- [INSTRUCTIONS TO FOLLOW]:
Below are the entries; count how many lines contain the word "locate" and reply with that number alone.

· · · · ·

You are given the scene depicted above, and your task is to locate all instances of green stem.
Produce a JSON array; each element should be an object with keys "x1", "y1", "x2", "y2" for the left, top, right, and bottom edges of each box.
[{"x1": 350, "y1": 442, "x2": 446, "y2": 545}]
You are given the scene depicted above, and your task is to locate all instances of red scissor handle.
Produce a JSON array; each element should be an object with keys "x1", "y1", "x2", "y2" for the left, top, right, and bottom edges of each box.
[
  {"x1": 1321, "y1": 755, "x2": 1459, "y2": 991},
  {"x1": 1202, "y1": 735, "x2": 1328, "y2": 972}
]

· · · · ·

- [SOLUTION FOR THIS EXERCISE]:
2